▶ [Exercise directions]: Where the word "safety" appears in a line below, copy the whole line.

▶ [Information shown]:

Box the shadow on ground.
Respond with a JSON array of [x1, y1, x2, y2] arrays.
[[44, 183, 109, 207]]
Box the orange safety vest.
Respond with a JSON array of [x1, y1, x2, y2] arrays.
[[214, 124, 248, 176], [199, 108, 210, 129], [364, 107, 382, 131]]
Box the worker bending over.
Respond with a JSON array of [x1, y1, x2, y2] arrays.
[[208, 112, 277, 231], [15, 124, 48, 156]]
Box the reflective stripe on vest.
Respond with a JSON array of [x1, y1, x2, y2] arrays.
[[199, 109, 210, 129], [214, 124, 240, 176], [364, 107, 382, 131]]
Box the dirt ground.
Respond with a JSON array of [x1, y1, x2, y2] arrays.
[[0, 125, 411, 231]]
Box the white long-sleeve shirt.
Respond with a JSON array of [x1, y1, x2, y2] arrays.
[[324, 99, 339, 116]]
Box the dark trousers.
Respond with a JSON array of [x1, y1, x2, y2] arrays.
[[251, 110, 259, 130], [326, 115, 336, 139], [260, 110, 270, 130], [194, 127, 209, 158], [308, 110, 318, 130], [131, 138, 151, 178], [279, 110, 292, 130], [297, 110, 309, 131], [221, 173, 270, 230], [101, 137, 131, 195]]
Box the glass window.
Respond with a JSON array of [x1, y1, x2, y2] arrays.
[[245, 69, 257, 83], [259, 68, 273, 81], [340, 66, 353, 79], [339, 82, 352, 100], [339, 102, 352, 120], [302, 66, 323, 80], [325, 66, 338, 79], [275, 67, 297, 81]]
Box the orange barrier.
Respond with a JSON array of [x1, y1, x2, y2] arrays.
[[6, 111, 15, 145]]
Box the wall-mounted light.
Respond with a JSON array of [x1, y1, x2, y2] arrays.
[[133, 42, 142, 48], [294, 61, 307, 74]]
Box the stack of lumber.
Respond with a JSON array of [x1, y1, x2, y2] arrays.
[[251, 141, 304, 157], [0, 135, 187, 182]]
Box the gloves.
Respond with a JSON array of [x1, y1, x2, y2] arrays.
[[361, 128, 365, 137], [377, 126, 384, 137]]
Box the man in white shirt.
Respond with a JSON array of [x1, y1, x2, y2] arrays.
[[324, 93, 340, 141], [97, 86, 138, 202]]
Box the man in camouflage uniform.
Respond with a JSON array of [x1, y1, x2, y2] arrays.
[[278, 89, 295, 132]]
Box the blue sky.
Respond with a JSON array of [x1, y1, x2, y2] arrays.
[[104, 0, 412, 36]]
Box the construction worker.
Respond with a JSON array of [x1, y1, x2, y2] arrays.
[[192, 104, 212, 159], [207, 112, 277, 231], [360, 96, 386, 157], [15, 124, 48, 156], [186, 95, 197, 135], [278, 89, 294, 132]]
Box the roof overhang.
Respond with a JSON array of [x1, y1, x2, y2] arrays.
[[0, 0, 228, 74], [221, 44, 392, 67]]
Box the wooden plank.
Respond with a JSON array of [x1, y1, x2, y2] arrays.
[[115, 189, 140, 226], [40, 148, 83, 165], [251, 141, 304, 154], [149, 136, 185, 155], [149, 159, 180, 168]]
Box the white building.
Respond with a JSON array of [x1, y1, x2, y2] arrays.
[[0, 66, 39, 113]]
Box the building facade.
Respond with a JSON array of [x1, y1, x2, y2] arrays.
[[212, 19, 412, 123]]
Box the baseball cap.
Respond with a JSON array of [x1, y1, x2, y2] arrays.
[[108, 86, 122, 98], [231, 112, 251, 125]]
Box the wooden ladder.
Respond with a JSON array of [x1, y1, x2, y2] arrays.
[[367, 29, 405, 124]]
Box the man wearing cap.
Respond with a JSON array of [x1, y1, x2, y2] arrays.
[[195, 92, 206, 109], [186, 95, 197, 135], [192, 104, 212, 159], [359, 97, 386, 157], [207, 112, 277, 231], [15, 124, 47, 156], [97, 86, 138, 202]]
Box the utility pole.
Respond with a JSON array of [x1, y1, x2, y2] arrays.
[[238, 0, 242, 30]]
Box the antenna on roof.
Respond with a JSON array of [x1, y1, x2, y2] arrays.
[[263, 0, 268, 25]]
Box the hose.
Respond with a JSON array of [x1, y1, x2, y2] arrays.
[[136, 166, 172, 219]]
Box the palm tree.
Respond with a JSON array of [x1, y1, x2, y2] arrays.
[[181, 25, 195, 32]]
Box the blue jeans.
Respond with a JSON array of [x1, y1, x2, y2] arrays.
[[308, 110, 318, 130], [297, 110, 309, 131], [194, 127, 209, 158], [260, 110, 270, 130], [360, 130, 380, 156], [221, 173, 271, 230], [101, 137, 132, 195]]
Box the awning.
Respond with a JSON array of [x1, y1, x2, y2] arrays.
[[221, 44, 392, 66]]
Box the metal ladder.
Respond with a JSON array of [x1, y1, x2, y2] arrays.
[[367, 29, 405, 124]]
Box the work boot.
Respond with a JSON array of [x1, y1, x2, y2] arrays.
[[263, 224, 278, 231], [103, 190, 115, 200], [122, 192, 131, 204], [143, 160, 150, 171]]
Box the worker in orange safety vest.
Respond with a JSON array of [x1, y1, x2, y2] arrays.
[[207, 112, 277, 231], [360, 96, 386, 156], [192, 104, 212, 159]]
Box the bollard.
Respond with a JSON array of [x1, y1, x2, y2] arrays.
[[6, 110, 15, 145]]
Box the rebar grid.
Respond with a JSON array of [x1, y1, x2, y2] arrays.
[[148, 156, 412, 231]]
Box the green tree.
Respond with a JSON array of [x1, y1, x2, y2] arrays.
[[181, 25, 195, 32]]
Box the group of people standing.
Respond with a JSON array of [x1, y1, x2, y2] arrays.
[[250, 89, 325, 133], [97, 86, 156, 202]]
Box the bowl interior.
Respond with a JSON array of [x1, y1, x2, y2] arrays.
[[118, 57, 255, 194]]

▶ [Written answer]:
Box the orange safety vest.
Box the worker in orange safety vest.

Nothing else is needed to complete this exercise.